▶ **THE TASK**
Convert the listing below into a JSON list of strings, from the line containing "the shrub, given" up to and including the line containing "54], [320, 108]]". Use one string per line, skip blank lines, and include nothing outside that range.

▶ **STORED DATA**
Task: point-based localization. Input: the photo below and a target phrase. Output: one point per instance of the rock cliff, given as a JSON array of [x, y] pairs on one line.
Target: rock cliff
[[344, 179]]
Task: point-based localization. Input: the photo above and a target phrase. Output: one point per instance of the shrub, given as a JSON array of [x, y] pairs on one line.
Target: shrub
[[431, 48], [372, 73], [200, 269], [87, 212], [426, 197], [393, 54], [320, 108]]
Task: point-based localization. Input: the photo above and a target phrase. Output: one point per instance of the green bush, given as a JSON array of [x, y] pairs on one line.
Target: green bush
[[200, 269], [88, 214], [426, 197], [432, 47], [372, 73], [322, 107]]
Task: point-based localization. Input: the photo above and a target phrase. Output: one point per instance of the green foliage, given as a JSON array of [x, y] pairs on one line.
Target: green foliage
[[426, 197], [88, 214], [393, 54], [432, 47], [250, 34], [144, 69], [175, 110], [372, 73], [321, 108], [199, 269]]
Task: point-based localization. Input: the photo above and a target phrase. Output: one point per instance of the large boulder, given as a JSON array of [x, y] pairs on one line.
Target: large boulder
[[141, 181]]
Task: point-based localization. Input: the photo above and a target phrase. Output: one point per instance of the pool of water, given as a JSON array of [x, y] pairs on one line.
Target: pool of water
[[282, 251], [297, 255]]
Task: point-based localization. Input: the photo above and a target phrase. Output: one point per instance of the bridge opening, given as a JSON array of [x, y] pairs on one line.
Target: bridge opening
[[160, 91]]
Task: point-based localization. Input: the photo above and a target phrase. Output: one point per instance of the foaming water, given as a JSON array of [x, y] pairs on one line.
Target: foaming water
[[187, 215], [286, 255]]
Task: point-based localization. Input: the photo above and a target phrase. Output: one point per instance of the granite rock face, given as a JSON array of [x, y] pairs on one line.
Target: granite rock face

▶ **EXPECTED OUTPUT**
[
  "Task: point-based localization. Input: the photo above and a target phrase. Output: one point per instance of the shrub, given as a JSON array of [x, y] pairs on one line.",
  "Target: shrub",
  "[[431, 48], [372, 73], [200, 269], [87, 212], [426, 197], [393, 54], [320, 108]]"
]